**Exercise objective**: Which lines in the listing below contain the word "panel"? Copy each of them out, matching case exactly.

## start Dataset entries

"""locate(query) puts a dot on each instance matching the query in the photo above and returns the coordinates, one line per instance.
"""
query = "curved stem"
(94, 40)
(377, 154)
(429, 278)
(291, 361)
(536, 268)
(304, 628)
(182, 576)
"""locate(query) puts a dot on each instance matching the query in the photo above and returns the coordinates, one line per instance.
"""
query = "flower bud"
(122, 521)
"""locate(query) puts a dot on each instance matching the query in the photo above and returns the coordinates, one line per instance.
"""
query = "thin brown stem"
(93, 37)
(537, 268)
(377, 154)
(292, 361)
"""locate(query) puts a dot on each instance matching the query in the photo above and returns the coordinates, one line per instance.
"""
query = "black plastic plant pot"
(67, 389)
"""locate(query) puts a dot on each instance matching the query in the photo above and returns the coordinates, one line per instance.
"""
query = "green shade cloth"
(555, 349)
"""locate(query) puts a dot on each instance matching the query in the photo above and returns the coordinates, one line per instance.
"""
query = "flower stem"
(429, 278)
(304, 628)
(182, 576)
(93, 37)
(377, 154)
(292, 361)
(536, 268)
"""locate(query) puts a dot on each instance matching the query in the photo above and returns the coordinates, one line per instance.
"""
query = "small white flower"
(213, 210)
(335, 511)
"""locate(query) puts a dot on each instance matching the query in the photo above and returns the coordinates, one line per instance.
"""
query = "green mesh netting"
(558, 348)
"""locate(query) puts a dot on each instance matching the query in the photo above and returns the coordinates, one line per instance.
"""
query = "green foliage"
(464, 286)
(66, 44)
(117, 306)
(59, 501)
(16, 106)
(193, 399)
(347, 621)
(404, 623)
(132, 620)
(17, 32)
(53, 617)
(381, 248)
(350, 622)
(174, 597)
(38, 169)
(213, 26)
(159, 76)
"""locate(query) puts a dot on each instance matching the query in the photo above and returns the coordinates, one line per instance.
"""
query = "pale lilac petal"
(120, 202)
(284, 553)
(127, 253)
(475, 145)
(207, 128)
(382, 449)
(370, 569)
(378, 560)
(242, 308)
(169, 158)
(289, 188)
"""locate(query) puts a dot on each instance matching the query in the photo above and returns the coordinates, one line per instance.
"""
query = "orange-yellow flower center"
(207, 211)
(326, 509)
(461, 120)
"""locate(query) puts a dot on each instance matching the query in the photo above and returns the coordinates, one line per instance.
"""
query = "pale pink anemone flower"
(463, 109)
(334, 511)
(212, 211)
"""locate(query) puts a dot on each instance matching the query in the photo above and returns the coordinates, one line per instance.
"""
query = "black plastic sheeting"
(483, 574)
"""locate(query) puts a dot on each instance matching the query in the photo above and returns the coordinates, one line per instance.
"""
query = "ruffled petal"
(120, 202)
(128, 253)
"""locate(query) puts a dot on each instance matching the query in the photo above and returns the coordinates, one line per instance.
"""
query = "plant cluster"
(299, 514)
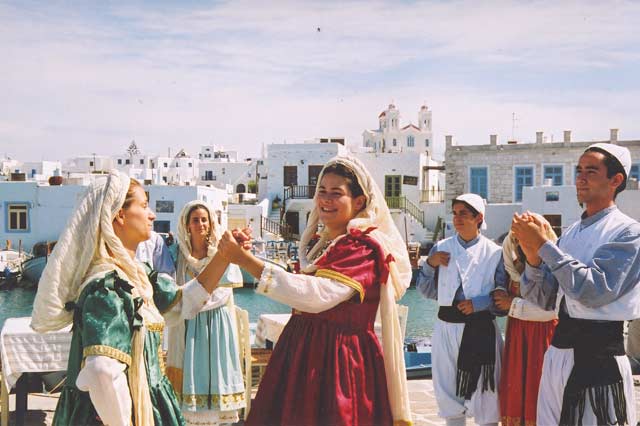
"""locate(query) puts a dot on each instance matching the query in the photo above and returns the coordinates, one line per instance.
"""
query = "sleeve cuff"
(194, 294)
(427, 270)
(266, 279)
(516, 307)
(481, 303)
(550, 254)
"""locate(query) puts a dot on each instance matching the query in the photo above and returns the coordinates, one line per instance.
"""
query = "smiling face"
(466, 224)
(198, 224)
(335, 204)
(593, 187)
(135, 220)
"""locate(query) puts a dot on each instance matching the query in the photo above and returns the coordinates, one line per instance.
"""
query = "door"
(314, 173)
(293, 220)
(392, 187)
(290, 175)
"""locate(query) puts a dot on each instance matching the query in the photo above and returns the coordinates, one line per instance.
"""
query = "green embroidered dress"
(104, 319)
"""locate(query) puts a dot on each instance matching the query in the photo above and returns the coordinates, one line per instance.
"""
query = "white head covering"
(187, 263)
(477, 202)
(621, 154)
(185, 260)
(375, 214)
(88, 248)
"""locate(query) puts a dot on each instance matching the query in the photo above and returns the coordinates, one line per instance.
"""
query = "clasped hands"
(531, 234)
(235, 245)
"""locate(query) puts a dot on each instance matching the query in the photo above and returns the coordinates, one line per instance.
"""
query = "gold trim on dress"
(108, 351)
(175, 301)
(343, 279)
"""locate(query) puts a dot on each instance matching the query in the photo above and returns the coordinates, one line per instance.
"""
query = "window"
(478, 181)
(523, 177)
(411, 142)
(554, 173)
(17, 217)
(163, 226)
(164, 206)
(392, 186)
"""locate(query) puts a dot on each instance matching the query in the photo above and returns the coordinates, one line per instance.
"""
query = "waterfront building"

## end Dataset entries
## start Dataset entries

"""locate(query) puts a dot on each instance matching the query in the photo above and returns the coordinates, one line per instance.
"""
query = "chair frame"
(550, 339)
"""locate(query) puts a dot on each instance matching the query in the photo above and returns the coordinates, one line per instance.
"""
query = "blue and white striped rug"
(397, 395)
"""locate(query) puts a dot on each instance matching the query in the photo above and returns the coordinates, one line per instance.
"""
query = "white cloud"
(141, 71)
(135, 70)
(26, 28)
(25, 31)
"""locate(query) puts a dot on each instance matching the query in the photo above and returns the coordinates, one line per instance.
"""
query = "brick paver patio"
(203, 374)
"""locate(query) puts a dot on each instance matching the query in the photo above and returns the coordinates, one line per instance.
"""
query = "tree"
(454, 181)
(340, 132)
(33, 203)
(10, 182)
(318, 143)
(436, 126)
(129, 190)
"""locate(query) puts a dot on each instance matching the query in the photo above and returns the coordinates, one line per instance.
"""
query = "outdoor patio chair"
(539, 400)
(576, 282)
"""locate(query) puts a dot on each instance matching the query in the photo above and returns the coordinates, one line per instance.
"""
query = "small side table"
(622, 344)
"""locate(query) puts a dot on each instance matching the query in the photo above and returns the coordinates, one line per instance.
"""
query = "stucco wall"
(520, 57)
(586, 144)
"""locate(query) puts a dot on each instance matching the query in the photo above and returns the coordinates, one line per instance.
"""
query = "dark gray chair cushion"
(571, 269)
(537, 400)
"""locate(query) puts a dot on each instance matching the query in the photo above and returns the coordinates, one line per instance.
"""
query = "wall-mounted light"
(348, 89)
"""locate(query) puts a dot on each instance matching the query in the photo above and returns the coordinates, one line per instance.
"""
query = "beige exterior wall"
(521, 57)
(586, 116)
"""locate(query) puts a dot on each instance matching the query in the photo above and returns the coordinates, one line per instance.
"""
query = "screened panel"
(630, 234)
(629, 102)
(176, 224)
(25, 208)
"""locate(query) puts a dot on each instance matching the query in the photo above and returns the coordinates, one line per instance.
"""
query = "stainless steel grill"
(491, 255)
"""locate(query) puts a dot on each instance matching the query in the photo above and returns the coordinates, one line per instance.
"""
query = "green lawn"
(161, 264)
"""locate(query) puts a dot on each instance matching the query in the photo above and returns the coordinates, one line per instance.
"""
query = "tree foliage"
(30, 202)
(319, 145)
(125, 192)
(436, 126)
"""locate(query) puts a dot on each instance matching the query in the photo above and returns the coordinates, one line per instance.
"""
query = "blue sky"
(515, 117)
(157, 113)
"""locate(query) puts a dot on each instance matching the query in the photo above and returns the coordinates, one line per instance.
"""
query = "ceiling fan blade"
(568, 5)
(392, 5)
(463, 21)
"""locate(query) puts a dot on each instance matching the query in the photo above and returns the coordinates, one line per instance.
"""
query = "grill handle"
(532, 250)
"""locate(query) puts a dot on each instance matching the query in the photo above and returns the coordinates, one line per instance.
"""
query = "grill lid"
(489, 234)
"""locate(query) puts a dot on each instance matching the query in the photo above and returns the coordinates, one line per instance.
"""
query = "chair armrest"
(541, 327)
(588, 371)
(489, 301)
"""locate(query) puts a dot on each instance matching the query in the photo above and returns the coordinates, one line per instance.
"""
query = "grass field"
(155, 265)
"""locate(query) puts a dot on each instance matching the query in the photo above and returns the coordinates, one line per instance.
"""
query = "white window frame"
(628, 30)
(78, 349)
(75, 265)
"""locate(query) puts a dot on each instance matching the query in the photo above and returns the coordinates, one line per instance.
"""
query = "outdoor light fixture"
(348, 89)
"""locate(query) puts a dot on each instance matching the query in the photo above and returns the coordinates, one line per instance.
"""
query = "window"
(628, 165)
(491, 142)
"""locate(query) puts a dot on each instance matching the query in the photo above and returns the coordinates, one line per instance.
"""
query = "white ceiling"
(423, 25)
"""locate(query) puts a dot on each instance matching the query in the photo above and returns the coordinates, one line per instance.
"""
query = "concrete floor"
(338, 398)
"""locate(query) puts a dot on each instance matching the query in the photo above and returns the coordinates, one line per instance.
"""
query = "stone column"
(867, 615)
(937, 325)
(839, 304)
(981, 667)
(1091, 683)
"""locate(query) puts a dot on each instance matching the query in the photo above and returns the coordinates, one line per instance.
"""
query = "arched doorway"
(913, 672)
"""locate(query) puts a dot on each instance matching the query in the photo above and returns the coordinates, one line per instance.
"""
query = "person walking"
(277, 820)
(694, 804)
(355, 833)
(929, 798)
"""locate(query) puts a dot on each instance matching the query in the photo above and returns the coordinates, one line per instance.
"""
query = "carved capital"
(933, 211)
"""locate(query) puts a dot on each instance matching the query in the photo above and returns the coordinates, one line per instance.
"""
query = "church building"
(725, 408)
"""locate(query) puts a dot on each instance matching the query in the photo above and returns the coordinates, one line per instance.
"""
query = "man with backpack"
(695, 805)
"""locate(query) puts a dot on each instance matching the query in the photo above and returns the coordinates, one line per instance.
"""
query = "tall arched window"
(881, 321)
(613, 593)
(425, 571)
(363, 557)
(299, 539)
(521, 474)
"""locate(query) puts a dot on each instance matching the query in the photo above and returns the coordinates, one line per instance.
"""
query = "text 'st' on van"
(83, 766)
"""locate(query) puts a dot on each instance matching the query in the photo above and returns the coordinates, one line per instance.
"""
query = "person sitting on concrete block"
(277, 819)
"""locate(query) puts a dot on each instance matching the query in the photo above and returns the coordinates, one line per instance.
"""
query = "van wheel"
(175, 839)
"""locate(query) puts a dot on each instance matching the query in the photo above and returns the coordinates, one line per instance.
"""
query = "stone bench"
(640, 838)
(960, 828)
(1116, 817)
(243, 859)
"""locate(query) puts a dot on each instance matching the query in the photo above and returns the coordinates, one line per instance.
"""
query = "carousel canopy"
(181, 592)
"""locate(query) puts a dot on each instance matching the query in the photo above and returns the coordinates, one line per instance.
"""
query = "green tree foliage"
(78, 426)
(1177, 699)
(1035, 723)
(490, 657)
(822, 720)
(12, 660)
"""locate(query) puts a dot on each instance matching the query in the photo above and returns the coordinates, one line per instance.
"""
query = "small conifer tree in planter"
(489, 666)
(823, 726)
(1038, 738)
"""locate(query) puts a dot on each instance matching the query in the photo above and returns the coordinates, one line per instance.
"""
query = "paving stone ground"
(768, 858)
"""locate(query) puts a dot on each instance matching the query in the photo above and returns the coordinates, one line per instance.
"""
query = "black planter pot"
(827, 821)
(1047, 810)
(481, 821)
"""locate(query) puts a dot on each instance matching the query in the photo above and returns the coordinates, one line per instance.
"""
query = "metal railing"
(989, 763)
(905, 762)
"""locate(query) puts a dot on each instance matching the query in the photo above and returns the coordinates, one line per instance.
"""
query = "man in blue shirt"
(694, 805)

## end Dataset entries
## start Dataset entries

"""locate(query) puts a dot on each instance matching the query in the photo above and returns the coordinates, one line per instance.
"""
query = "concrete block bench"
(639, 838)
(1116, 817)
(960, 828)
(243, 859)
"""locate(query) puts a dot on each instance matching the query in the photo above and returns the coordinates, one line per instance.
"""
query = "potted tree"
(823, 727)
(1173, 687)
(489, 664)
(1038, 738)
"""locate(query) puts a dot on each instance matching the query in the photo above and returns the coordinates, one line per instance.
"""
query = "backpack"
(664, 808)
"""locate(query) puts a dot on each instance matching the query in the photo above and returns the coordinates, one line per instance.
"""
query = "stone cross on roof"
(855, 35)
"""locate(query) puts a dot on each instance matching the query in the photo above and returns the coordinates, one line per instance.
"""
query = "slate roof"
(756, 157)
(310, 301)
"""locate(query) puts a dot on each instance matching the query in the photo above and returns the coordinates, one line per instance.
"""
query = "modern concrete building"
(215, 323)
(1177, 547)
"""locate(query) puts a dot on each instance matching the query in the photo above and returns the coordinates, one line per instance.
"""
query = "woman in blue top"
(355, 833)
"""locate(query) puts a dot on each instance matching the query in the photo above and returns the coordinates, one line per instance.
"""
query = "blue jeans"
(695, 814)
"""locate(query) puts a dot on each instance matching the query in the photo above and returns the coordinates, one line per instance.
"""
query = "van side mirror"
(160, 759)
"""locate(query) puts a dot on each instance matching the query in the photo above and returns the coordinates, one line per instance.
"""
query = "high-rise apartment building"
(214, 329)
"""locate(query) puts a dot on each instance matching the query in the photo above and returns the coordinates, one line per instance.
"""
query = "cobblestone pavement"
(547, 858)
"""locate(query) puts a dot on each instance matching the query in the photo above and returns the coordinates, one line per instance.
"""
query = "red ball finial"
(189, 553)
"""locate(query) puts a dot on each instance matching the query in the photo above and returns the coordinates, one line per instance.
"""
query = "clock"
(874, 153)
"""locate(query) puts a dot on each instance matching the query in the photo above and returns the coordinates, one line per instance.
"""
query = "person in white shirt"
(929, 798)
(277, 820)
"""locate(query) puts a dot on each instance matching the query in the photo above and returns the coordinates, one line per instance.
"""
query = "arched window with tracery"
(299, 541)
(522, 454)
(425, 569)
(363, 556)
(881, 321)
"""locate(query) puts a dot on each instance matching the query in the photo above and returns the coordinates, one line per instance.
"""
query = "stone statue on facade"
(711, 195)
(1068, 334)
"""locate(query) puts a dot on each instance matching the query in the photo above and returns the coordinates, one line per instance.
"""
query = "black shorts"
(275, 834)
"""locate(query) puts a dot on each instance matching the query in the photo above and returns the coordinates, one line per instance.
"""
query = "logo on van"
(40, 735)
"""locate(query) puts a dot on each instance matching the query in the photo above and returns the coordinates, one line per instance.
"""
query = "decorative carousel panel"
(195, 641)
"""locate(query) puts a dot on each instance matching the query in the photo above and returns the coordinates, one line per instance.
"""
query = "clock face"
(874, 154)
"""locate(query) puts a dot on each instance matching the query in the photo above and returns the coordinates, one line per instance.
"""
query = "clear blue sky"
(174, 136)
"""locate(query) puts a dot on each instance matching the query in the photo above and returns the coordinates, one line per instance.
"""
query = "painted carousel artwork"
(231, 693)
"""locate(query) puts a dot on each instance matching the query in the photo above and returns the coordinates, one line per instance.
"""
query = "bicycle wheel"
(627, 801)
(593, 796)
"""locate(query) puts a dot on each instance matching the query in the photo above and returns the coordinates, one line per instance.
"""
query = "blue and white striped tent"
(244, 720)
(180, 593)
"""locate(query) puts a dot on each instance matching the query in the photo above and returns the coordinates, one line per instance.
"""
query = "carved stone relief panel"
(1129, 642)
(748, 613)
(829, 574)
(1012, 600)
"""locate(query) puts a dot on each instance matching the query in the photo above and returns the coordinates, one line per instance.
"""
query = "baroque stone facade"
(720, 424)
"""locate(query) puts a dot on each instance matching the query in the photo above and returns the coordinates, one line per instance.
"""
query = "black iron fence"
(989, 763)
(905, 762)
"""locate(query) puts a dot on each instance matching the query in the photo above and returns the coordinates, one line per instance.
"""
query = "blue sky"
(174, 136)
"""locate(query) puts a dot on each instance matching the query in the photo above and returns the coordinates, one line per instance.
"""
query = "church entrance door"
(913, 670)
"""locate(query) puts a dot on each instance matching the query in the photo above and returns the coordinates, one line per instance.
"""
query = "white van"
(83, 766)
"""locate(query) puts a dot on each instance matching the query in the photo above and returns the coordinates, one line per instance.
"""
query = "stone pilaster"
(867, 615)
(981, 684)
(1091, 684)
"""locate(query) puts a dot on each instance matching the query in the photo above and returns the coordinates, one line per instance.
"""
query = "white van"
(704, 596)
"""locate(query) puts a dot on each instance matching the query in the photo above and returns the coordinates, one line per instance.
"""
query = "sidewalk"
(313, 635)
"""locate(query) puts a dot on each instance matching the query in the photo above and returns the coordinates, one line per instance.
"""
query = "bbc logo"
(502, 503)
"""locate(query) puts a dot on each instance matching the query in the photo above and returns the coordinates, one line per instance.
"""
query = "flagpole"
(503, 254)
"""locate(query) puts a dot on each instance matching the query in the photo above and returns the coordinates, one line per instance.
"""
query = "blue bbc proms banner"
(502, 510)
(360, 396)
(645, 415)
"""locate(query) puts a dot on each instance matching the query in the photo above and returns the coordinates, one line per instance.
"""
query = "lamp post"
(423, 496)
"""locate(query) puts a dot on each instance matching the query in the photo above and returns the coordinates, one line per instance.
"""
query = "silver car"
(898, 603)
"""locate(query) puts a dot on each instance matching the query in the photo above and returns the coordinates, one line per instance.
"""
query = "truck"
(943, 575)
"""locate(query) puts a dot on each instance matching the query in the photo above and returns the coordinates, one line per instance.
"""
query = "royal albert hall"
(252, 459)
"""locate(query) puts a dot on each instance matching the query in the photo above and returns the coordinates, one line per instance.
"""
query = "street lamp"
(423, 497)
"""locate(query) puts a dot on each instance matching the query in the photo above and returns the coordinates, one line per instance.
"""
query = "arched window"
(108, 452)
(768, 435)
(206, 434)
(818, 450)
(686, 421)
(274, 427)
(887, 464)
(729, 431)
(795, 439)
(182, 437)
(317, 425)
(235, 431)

## end Dataset entries

**The solution**:
query = "screened panel"
query = "decorative carousel panel"
query = "carved stone relief panel"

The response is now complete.